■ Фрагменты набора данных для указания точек

===

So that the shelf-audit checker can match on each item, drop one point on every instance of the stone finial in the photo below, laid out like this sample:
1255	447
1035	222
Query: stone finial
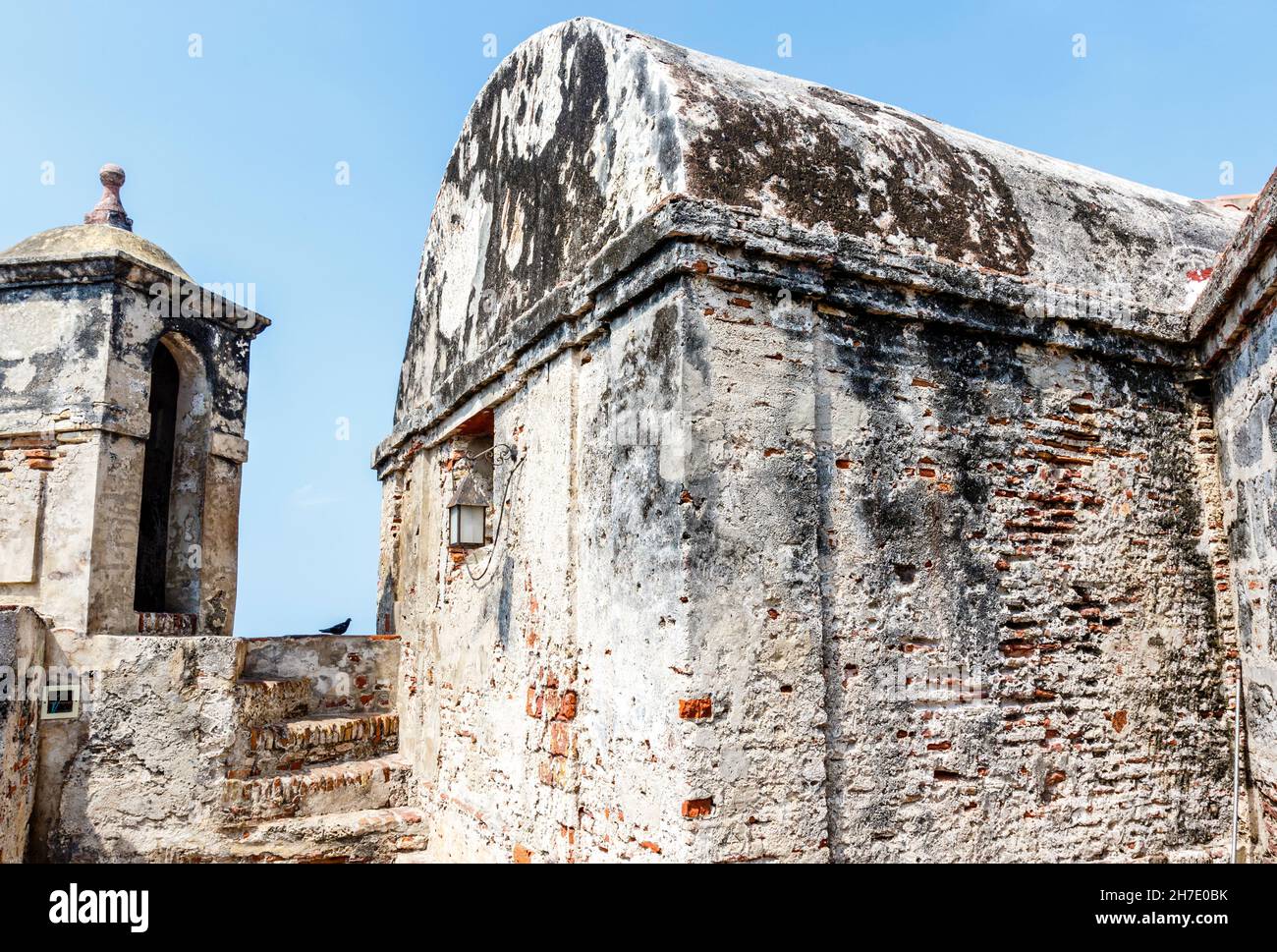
109	211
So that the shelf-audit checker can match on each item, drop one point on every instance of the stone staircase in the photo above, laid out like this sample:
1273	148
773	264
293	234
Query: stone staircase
315	778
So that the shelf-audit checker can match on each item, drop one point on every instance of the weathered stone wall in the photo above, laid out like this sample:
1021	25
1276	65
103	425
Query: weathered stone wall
346	672
22	651
1247	420
139	776
76	354
757	531
862	515
535	701
958	595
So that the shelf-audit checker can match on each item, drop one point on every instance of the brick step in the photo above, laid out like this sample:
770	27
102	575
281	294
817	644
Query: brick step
341	787
269	700
292	745
357	836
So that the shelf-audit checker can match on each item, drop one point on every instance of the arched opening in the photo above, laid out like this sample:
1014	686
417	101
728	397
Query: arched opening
151	585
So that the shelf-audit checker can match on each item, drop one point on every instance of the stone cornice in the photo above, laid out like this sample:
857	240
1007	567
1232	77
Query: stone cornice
682	235
124	268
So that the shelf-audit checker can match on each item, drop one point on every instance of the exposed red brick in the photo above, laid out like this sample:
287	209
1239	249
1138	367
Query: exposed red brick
694	708
567	705
697	808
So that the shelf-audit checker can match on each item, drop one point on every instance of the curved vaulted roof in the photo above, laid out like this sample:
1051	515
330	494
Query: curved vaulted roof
585	127
77	242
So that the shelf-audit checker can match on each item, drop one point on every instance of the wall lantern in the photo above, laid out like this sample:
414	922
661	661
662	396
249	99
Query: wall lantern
468	509
468	515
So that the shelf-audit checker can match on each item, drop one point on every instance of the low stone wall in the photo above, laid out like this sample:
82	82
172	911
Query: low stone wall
348	672
22	646
139	774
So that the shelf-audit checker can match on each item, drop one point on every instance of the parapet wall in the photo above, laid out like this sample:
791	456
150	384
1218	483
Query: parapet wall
346	672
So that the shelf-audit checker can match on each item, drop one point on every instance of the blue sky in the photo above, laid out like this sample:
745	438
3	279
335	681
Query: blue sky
231	160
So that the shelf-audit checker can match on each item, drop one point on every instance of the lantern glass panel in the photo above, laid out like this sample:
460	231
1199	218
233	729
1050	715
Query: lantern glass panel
472	524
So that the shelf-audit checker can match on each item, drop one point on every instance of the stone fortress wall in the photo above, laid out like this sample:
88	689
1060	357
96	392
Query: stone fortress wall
867	504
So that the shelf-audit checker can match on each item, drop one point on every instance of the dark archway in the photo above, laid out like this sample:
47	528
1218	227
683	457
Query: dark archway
149	589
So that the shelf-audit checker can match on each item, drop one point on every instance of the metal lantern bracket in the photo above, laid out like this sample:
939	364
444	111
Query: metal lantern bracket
501	455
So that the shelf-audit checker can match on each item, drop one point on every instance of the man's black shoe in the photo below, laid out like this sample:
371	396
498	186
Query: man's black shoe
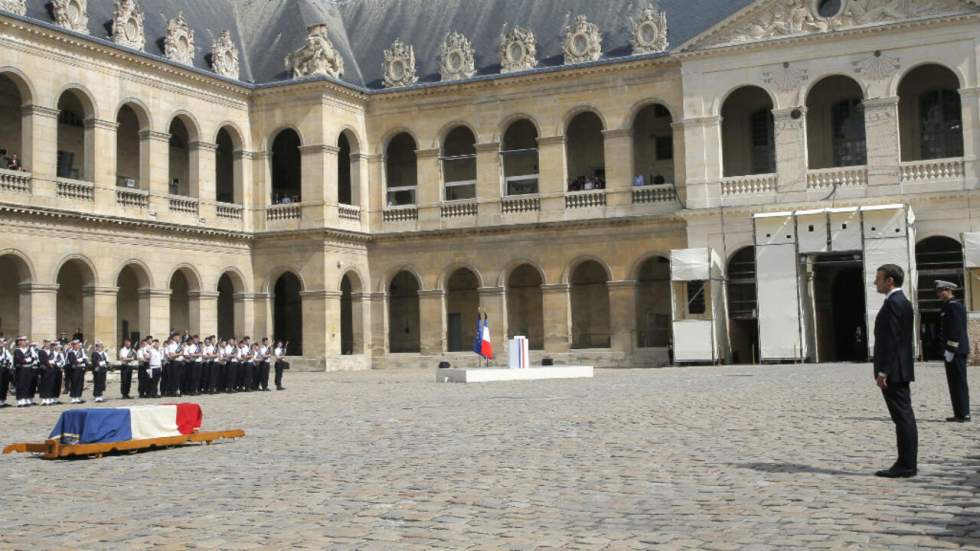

===

■ ЗАДАНИЕ
Измените строки, начиная со строки, где есть «of the parapet», и до конца записей: замените «stone fortress wall» на «stone castle wall», а остальное оставьте как есть. Изображения в ответ не включайте.

■ ПОЛНЫЙ ОТВЕТ
So that the shelf-audit checker can match on each item, drop one point on every instance of the parapet wall in the photo above, laid out like this sample:
791	456
150	384
1218	483
Query: parapet wall
346	672
So that the shelf-audit checker can match on each item, drop one point on every instance of the blue sky in the photo above, laid out like this sample:
745	438
3	279
335	681
Query: blue sky
231	160
So that the shelf-audit checker can match on each item, drop one point on every instance of the lantern glass panel in the photo above, laid out like this sample:
460	231
1199	218
233	729
1050	715
Query: lantern glass panel
472	524
So that the shelf-audit checker can match on each item, drop one point on every instance of the stone castle wall in the photo above, laid out like this sample:
88	689
1060	357
96	392
Query: stone castle wall
867	504
So that the shelf-audit checker can match on each item, drop one point on every instance of the dark archway in the photo above, laid out like this sample:
47	528
1218	227
683	457
Query: dark archway
149	589
So that the shelf-audit checker can match on each item, drop one point on every instance of the metal lantern bracket in the photo above, laid out like this sample:
939	364
444	111
Query: metal lantern bracket
501	455
So that the shelf-audit checker can match on each item, drop one point on every instance of the man's black shoe in the photo below, laid out like this sample:
371	396
498	186
Query: man's black shoe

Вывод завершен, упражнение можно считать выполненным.